### Task objective
Without the images, write out the whole listing exactly.

### Data for this exercise

————————

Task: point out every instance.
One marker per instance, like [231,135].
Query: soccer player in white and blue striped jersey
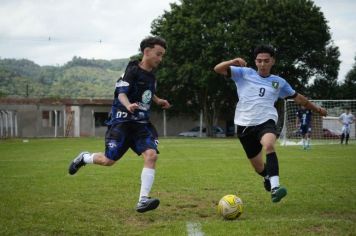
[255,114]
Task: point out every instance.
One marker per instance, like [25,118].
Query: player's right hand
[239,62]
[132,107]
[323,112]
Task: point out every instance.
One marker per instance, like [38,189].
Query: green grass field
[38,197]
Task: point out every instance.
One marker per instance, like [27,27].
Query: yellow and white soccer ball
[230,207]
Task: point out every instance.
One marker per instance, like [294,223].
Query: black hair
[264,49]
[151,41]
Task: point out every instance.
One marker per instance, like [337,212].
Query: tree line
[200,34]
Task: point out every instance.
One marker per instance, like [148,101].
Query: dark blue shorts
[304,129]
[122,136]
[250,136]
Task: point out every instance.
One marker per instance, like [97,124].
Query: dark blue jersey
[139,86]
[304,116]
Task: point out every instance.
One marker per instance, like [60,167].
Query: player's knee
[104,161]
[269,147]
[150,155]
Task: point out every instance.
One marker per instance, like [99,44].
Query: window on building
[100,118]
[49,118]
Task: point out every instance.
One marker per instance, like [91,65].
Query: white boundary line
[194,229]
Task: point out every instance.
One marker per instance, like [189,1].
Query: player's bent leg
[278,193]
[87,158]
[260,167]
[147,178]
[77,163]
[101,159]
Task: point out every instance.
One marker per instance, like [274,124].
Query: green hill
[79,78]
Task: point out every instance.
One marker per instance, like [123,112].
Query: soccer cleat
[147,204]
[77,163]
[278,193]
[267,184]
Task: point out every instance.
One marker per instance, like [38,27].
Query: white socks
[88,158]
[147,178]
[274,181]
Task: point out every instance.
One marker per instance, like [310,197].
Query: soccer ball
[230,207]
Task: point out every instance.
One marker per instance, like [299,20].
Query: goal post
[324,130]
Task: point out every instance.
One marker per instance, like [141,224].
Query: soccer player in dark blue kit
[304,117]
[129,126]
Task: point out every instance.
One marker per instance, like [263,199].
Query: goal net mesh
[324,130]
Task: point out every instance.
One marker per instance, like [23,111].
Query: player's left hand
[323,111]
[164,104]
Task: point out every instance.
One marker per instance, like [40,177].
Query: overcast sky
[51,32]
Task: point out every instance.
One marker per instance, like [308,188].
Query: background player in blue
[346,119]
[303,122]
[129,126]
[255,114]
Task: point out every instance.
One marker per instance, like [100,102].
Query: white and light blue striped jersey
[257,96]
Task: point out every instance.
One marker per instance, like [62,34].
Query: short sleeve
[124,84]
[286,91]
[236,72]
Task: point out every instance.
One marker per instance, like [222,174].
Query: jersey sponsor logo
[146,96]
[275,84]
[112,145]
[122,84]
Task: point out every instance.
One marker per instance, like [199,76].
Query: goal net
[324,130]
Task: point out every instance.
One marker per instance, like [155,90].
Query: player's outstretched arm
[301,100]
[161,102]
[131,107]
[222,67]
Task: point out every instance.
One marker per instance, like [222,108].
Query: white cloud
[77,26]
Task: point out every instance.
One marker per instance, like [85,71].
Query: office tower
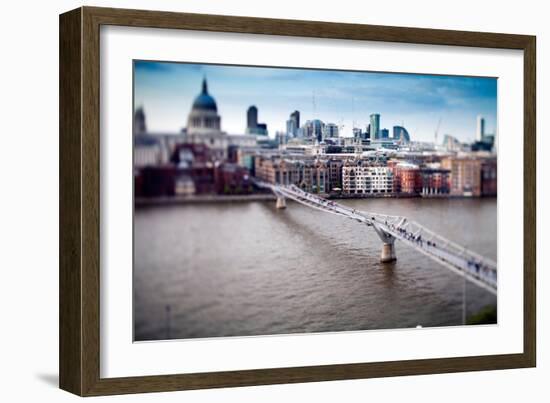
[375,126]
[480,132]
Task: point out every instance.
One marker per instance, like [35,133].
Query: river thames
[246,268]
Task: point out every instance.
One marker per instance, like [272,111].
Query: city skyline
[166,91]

————————

### Output
Task: point out every instance.
One marker per instance, like [231,135].
Query: soccer player in white and blue striped jersey
[255,114]
Task: point out every instance.
One marker per instance, like [25,118].
Query: player's right hand
[239,62]
[132,107]
[323,112]
Task: point out every instance.
One marker per instance, like [38,189].
Query: green grass field
[38,197]
Task: point out every instance.
One marker per instance, like [27,27].
Query: yellow and white soccer ball
[230,207]
Task: point out every instance.
One marker per instance, like [294,223].
Query: black hair
[264,49]
[151,41]
Task: point out every instance.
One marker per instance, like [337,212].
Query: tree line
[200,34]
Task: point out every instance.
One marker per instance, like [148,101].
Query: dark blue shorts
[304,129]
[122,136]
[250,136]
Task: point out every instance.
One marker per instance, like [97,124].
Query: dark blue jersey
[139,86]
[304,116]
Task: point out every instance.
One marker per instance, like [60,167].
Query: player's knee
[104,161]
[269,147]
[150,155]
Task: point out every instance.
One marker per instance, like [99,44].
Query: window on building
[100,118]
[49,118]
Task: point out every instance.
One marker per instance, like [91,65].
Query: white boundary line
[194,229]
Task: point out every instance.
One marker per instance, like [189,1].
Query: player's bent leg
[278,193]
[87,158]
[260,167]
[147,178]
[77,163]
[101,159]
Task: point out every instance.
One marker per instance, like [274,124].
Query: green hill
[79,78]
Task: point out every instance.
One marker per instance, like [123,112].
Query: soccer cleat
[147,204]
[77,163]
[278,193]
[267,184]
Task: point out every instance.
One marker per instance, like [38,27].
Query: white socks
[88,158]
[147,178]
[274,181]
Task: point out every instance.
One marker per instance, like [310,197].
Query: soccer ball
[230,207]
Task: point out every instance.
One marker per instance, like [299,20].
Query: goal post
[324,130]
Task: point out every instance.
One marker per instance, like [141,224].
Query: soccer player in dark blue kit
[304,117]
[129,126]
Task: point out every instance.
One marker per instance, like [263,199].
Query: goal net mesh
[324,130]
Task: point out every instance.
One marker per instance, like [23,111].
Query: player's left hand
[323,111]
[164,104]
Task: point out every instance.
One marker per instance, like [40,177].
Query: overcast sky
[51,32]
Task: point out every instance.
One marker per instance, like [308,188].
Query: background player in blue
[346,119]
[303,122]
[129,126]
[255,114]
Task: point out every instance.
One marker per instance, like [100,102].
Query: white and light blue striped jersey
[257,96]
Task: point out every instance.
One marker per instance, like [62,34].
Query: short sleeve
[124,84]
[286,91]
[236,72]
Task: point out every instance.
One marker per instance, like [222,174].
Query: jersey sponsor logo
[146,96]
[275,84]
[112,145]
[122,84]
Task: point out every instance.
One marker per instance, like [199,76].
Query: goal net
[324,130]
Task: point out every instance.
One marker per instance, like [155,90].
Query: player's outstretched arm
[301,100]
[161,102]
[131,107]
[222,67]
Task: point out every instance.
One marker per instance, like [222,108].
Query: white cloud
[77,26]
Task: point out every instance.
One marker per instance, like [85,71].
Query: office tower
[375,126]
[480,132]
Task: point out every instance.
One marker per instance, like [35,133].
Query: river thames
[246,268]
Task: point out every instance.
One marker per instance, like [272,111].
Query: city skyline
[166,91]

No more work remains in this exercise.